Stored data
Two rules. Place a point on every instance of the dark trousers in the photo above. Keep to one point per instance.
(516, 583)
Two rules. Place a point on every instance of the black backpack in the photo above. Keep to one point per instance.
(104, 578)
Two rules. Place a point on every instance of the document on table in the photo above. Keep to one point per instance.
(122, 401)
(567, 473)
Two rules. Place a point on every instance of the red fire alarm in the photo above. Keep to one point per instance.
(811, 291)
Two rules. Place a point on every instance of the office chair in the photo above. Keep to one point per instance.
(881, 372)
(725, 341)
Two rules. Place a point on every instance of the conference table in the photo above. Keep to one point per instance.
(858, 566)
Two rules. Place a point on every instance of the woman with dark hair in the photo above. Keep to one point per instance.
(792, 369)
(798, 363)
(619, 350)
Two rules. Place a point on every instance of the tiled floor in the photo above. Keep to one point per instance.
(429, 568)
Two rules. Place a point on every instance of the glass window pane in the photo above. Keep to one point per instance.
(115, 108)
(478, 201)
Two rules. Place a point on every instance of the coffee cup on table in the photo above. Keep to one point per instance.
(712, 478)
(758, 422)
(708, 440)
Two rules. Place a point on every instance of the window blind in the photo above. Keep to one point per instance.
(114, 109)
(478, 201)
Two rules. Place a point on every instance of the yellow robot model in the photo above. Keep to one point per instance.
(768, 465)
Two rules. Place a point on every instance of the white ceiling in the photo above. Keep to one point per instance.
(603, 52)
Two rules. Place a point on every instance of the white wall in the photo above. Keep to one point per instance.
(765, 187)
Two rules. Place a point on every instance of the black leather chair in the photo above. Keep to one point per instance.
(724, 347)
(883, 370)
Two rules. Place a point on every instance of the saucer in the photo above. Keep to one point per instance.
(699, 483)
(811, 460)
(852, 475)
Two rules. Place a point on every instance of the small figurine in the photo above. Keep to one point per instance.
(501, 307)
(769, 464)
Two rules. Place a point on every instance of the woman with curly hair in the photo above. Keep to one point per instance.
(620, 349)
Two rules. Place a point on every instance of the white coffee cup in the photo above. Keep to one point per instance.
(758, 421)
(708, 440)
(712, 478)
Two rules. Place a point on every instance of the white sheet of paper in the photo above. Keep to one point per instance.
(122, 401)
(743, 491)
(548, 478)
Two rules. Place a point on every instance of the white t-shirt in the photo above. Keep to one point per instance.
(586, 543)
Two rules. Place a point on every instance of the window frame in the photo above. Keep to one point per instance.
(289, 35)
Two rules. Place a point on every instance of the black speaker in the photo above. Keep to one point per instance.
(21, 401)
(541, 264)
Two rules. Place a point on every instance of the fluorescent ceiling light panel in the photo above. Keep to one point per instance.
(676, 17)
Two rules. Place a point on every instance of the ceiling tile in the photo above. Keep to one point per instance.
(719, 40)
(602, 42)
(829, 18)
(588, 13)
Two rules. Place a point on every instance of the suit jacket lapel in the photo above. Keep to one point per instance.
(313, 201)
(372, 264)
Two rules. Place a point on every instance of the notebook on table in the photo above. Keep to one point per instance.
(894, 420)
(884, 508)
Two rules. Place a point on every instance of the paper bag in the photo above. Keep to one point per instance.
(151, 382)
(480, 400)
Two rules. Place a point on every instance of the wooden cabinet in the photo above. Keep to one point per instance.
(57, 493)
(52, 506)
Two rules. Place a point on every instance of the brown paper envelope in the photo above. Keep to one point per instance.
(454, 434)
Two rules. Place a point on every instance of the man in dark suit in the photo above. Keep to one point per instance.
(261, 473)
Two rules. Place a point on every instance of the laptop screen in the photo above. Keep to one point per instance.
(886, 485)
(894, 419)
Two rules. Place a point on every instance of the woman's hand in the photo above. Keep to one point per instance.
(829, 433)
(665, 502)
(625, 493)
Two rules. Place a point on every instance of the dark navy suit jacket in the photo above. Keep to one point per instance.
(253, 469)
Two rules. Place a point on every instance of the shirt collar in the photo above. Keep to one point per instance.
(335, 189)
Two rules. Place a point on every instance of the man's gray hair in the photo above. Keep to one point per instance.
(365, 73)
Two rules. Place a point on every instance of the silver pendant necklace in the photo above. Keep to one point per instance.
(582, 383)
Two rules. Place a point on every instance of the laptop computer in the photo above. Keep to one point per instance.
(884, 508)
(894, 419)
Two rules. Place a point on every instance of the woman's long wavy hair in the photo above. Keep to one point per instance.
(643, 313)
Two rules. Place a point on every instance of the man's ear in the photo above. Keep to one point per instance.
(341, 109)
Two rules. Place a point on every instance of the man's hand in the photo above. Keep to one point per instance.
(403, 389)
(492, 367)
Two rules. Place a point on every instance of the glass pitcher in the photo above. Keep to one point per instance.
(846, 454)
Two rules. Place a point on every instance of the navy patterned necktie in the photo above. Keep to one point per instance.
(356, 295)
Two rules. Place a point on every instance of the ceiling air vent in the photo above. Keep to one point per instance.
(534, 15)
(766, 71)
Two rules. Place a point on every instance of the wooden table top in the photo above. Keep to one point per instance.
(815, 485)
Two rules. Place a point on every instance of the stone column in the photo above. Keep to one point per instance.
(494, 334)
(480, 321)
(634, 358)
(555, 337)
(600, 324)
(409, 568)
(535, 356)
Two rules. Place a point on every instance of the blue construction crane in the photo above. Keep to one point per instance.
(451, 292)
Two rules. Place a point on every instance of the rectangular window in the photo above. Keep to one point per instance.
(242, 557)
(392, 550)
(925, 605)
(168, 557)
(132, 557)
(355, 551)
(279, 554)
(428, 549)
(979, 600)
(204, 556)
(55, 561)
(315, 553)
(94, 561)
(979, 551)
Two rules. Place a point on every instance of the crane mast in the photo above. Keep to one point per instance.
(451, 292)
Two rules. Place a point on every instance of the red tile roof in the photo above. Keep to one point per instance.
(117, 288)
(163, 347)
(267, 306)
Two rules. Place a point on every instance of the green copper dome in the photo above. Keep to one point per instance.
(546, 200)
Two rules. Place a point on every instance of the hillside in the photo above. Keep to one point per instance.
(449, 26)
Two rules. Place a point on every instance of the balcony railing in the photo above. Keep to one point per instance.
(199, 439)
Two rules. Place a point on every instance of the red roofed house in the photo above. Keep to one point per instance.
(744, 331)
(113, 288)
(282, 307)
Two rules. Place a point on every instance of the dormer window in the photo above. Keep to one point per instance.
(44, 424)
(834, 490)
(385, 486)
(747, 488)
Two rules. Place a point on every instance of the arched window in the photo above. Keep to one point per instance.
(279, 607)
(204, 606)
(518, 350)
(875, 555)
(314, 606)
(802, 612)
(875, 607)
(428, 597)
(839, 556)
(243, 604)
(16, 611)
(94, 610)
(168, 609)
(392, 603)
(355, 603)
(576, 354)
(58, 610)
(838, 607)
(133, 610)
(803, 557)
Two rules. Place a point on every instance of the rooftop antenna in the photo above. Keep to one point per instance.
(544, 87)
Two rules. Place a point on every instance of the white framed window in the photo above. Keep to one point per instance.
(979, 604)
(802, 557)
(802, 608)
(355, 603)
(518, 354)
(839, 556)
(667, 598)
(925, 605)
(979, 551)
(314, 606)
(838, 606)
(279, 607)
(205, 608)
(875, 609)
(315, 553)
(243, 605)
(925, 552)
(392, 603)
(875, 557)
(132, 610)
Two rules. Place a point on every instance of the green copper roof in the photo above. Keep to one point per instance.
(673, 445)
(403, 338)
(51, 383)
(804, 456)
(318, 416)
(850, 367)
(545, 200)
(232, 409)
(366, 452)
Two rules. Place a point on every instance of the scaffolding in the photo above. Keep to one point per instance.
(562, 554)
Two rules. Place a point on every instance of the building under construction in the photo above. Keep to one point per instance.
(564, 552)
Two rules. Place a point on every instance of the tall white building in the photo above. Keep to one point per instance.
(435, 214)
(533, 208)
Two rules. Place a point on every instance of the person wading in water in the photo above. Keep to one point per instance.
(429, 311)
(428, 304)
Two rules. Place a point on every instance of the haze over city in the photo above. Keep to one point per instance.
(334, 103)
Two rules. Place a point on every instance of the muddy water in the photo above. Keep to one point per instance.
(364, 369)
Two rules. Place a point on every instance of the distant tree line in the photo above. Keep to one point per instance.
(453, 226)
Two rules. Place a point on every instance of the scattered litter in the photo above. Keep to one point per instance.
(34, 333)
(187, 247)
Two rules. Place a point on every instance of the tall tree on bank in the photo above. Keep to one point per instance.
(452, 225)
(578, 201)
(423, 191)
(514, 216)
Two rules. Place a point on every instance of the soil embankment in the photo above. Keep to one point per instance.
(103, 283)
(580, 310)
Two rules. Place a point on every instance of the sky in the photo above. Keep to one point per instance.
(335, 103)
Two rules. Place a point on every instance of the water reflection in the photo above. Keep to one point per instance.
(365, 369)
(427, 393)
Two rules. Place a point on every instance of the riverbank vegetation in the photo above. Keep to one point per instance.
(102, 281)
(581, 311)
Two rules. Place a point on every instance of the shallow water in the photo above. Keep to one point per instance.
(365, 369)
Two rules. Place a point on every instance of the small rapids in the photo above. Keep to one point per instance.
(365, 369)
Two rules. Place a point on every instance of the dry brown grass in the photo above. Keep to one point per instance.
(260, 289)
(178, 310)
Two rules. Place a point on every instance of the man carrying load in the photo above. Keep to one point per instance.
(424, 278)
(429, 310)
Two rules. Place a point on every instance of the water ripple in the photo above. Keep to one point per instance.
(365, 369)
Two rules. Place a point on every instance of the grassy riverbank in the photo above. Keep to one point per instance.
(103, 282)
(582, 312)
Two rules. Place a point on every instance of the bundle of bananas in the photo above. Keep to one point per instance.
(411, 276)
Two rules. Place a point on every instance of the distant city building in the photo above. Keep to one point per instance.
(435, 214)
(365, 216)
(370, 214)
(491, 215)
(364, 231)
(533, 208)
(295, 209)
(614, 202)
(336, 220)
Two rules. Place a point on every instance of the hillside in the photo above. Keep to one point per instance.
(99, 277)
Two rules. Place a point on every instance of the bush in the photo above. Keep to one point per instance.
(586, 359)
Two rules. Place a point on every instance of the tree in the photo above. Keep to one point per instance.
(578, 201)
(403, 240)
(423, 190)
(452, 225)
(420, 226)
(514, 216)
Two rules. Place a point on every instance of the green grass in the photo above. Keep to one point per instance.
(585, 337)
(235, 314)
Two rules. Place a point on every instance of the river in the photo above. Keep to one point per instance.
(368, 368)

*Written exercise*: Your task is to return, exactly and on their own, the lines from the one containing "Two rules. Place a point on every instance of the grassy" through the last line of the listing.

*Exercise answer*:
Two rules. Place a point on every instance of the grassy riverbank in the photo above. Keep to one point per instance.
(103, 282)
(582, 312)
Two rules. Place a point on every instance of the bundle of bananas in the photo above. Keep to one point per instance.
(411, 276)
Two rules. Place a point on every instance of the distant city building in the photo above. Keep to one point per instance.
(435, 214)
(365, 216)
(370, 214)
(491, 215)
(364, 231)
(533, 208)
(295, 209)
(614, 202)
(336, 220)
Two rules. Place a point on every instance of the hillside in the photo above. Keep to one point per instance.
(99, 277)
Two rules. Place a point on every instance of the bush in the photo above. Keep to one point per instance.
(586, 359)
Two rules. Place a point on every instance of the tree in the photo above. Keep to one point per instance.
(578, 201)
(403, 240)
(423, 190)
(452, 225)
(420, 226)
(514, 216)
Two rules. Place a point on every instance of the green grass in the photo above. Keep to one point per instance.
(585, 337)
(235, 314)
Two rules. Place a point on every instance of the river in the photo above. Keep to one point per instance.
(368, 368)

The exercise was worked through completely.